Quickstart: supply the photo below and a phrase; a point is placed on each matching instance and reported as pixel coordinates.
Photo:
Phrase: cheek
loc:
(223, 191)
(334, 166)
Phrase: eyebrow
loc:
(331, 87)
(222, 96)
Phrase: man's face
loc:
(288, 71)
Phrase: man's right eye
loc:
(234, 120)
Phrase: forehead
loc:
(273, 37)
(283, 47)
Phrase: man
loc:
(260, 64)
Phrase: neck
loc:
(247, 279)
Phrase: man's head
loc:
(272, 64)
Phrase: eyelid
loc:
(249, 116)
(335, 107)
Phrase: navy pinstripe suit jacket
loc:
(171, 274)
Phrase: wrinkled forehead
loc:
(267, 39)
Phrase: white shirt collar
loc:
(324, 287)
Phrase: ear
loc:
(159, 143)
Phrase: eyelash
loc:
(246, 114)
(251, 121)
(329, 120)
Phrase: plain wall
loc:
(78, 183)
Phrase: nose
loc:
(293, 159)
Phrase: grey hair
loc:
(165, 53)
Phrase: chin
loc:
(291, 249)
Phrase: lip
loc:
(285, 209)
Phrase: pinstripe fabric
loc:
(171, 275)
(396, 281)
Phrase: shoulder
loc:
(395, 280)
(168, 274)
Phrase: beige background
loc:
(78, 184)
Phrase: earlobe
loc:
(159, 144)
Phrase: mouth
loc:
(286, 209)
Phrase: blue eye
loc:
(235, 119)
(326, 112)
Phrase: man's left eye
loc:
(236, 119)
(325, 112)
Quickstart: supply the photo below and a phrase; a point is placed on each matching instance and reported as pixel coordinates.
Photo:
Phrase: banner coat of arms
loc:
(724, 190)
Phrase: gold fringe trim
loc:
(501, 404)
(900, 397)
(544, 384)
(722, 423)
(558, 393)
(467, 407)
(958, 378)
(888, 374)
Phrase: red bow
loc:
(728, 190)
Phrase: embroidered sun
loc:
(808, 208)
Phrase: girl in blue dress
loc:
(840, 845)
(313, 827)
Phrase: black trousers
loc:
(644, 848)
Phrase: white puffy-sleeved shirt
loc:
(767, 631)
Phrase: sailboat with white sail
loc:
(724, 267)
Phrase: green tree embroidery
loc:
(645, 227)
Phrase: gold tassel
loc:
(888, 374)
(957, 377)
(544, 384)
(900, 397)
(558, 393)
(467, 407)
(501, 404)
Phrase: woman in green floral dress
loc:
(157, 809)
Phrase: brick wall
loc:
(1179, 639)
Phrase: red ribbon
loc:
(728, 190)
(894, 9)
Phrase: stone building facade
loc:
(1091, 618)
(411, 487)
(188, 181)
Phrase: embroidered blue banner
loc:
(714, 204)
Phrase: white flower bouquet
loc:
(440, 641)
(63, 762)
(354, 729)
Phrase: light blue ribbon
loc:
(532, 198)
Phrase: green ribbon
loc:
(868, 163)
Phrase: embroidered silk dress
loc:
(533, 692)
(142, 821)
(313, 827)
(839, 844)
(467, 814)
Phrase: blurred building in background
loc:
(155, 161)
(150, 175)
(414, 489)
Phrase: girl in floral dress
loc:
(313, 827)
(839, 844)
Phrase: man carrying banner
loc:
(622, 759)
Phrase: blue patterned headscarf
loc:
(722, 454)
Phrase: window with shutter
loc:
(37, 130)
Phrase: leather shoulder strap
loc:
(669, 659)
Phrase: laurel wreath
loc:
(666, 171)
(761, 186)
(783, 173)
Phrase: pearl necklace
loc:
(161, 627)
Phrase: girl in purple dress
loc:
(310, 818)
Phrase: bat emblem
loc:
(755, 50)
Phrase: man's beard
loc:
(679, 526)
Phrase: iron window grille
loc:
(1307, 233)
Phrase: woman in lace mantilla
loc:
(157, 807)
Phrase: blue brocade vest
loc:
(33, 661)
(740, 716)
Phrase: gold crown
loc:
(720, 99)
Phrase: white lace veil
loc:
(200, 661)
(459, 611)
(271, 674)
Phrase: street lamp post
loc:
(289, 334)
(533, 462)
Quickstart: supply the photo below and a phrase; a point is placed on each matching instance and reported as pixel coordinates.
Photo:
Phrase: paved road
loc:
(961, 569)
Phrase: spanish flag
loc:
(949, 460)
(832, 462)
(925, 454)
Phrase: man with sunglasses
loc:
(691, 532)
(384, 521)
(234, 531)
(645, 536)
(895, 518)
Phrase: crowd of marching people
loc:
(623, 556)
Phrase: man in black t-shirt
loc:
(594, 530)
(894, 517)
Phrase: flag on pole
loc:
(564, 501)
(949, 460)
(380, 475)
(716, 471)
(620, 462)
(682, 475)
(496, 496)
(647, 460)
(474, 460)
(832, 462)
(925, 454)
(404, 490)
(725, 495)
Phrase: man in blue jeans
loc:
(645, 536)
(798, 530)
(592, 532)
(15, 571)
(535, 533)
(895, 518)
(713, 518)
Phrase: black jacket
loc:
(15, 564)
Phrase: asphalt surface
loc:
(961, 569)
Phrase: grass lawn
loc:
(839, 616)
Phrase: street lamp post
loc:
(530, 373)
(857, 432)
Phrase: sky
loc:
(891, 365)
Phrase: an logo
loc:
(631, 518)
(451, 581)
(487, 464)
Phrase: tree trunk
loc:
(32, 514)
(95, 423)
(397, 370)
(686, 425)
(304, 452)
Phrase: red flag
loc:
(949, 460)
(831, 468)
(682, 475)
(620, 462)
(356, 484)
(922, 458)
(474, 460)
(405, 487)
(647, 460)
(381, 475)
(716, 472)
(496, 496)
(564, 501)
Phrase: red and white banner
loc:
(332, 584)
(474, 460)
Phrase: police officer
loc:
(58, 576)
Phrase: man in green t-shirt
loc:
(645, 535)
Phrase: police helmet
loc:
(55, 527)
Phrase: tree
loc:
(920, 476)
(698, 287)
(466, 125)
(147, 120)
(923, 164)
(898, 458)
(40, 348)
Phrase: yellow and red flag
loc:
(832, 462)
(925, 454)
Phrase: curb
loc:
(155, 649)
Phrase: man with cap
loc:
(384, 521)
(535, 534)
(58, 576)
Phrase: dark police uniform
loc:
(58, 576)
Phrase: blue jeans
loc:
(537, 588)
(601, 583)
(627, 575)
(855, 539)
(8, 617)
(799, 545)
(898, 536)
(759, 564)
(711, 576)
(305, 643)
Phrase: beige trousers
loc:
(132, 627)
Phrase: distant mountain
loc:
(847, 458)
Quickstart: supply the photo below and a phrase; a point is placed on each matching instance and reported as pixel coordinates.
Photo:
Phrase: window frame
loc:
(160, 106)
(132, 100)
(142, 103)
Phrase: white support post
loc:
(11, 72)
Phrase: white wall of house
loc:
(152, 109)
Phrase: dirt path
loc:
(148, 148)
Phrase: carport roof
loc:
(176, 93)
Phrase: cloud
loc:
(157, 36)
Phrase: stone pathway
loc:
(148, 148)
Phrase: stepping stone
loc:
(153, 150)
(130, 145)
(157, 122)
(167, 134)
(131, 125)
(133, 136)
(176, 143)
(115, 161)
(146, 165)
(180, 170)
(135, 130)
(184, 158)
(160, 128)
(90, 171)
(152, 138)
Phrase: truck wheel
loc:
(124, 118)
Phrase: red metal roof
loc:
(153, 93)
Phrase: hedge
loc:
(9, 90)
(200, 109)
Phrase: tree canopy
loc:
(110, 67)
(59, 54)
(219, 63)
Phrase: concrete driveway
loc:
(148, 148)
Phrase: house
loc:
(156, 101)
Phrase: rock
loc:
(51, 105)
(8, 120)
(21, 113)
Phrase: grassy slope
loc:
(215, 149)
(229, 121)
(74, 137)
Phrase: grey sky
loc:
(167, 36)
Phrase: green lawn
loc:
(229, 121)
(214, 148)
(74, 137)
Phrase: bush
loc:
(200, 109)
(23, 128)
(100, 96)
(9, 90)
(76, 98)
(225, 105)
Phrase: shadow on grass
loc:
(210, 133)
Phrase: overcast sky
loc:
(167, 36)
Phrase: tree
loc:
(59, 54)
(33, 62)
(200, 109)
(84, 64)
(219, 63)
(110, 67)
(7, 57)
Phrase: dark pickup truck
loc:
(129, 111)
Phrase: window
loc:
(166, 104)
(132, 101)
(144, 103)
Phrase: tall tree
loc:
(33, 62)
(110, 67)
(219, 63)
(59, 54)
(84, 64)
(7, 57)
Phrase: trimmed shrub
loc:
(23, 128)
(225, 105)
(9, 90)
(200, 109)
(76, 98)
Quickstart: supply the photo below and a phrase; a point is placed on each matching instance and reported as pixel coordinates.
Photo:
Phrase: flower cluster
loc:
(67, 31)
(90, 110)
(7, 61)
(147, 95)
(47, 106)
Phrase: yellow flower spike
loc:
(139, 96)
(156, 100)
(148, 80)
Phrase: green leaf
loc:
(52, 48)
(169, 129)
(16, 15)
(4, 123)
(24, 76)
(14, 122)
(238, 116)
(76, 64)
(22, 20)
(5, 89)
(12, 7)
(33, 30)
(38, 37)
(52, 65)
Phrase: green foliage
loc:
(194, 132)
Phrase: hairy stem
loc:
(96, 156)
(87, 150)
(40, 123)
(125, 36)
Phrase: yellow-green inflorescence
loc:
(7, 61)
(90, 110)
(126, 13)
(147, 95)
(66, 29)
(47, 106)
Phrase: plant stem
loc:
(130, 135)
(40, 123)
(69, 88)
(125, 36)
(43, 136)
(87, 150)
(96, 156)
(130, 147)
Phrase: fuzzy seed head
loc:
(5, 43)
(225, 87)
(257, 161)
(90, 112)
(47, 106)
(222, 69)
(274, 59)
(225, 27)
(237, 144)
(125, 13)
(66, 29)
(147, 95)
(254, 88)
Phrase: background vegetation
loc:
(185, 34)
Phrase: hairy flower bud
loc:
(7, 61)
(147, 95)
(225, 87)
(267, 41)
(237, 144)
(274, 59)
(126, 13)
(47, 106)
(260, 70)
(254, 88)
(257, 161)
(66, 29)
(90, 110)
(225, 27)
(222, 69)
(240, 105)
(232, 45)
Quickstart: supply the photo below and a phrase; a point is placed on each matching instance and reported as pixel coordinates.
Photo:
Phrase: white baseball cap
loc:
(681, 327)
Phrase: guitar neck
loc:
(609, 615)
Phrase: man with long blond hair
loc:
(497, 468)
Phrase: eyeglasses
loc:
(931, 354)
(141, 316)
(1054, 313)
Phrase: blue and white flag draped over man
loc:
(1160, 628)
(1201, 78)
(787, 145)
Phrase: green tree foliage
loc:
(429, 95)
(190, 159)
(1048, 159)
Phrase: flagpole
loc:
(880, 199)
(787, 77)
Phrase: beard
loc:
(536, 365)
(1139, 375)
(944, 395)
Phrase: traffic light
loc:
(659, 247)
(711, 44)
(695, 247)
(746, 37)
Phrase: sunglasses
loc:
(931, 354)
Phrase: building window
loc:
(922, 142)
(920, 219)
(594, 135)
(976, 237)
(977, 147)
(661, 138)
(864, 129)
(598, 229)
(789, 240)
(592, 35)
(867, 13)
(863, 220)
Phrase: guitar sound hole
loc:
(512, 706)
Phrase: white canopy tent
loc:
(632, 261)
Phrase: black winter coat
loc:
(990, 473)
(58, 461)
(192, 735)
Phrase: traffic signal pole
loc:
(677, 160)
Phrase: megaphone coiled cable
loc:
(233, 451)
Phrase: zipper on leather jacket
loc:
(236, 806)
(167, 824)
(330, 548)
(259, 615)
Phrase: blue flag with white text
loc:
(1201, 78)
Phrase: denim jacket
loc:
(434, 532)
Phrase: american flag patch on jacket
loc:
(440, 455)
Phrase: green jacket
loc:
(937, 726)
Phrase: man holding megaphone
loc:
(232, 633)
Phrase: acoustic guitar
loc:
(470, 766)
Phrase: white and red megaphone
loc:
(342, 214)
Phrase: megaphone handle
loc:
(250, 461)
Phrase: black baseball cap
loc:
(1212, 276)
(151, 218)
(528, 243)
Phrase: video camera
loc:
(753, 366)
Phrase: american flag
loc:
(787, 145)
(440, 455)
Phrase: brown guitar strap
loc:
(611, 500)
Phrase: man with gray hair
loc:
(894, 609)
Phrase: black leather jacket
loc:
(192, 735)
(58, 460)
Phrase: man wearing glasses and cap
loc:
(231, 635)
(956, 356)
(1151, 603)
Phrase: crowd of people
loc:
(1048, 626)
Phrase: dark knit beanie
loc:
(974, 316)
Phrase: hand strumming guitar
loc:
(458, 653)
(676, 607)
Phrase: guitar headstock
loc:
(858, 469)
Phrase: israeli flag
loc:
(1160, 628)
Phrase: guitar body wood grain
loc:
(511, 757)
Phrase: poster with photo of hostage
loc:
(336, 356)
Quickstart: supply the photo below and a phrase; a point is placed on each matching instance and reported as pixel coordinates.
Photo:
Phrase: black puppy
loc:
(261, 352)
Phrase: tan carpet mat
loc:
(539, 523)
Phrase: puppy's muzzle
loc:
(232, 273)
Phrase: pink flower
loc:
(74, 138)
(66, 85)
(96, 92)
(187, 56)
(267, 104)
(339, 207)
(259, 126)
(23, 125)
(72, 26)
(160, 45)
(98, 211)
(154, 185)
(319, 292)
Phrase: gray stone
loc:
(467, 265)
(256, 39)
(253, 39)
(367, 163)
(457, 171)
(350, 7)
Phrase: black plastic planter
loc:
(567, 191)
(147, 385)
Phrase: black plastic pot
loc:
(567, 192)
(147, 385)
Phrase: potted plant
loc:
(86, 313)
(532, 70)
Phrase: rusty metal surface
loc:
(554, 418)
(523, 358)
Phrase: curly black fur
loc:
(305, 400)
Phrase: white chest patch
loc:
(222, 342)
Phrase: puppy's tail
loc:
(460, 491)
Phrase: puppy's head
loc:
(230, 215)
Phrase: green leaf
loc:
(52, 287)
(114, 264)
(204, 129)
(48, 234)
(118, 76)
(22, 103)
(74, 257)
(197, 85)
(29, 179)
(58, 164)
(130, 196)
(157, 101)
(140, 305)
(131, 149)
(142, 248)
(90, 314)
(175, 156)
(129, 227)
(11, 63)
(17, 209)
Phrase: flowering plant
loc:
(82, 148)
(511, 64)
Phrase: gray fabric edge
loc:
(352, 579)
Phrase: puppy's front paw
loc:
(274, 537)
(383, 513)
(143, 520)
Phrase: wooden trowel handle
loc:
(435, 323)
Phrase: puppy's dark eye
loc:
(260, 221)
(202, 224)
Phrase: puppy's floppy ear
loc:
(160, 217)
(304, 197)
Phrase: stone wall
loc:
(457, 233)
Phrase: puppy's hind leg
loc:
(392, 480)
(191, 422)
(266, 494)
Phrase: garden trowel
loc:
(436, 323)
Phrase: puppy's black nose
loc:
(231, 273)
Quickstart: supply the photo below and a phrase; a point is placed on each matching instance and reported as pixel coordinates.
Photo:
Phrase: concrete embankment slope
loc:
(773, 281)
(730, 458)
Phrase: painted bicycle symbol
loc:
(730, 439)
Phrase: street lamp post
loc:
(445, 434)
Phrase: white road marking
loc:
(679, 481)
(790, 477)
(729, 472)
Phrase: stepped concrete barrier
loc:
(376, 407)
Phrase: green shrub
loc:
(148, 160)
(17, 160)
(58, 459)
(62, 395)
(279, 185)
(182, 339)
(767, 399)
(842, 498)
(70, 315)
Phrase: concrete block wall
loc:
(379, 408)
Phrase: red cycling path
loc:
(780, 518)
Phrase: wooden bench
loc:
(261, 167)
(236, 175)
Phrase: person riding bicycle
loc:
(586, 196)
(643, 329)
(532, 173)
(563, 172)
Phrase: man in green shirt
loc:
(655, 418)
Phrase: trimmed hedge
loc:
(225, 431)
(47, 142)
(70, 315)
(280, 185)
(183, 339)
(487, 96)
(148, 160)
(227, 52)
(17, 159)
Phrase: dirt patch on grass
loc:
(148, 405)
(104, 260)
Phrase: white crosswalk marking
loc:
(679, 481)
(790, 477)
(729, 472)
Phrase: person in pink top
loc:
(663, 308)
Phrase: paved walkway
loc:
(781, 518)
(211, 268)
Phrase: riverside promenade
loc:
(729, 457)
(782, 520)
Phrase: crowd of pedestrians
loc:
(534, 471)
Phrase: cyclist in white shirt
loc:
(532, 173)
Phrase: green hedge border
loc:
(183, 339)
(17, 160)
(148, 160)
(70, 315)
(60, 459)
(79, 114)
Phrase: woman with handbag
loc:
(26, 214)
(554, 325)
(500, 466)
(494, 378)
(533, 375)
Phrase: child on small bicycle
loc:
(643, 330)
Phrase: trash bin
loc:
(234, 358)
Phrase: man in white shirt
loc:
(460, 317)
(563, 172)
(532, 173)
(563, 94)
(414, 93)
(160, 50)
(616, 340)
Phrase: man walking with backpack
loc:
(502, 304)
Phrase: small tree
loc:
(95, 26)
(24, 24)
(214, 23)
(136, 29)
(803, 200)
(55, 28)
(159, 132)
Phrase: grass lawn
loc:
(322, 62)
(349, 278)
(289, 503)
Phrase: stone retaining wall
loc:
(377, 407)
********
DO THIS: Beginning at the line that contains "Phrase: concrete block wall", retype each line of the listing up to and including the last one, exactly as it stands, and nothing else.

FINISHED TASK:
Phrase: concrete block wall
loc:
(379, 408)
Phrase: red cycling path
loc:
(780, 518)
Phrase: wooden bench
loc:
(261, 167)
(236, 175)
Phrase: person riding bicycle
loc:
(586, 196)
(643, 329)
(532, 173)
(563, 172)
Phrase: man in green shirt
loc:
(655, 418)
Phrase: trimmed hedge
loc:
(225, 431)
(47, 142)
(70, 315)
(280, 185)
(183, 339)
(487, 96)
(148, 160)
(227, 52)
(17, 159)
Phrase: dirt patch on grass
loc:
(148, 405)
(104, 260)
Phrase: white crosswalk marking
loc:
(679, 481)
(790, 477)
(729, 472)
Phrase: person in pink top
loc:
(663, 308)
Phrase: paved walkway
loc:
(781, 518)
(211, 268)
Phrase: riverside promenade
loc:
(729, 457)
(782, 520)
Phrase: crowd of pedestrians
loc:
(534, 471)
Phrase: cyclist in white shirt
loc:
(532, 173)
Phrase: green hedge border
loc:
(183, 339)
(17, 160)
(148, 160)
(70, 315)
(60, 459)
(79, 114)
Phrase: woman with handbag
loc:
(26, 214)
(554, 325)
(500, 466)
(494, 378)
(533, 375)
Phrase: child on small bicycle
loc:
(643, 330)
Phrase: trash bin
loc:
(234, 358)
Phrase: man in white shirt
loc:
(460, 317)
(563, 172)
(532, 173)
(563, 94)
(414, 93)
(160, 50)
(616, 340)
Phrase: man walking with backpack
loc:
(502, 304)
Phrase: small tree
loc:
(95, 26)
(24, 24)
(214, 23)
(136, 29)
(803, 200)
(55, 28)
(159, 132)
Phrase: grass lawn
loc:
(322, 62)
(349, 278)
(289, 503)
Phrase: stone retaining wall
loc:
(377, 407)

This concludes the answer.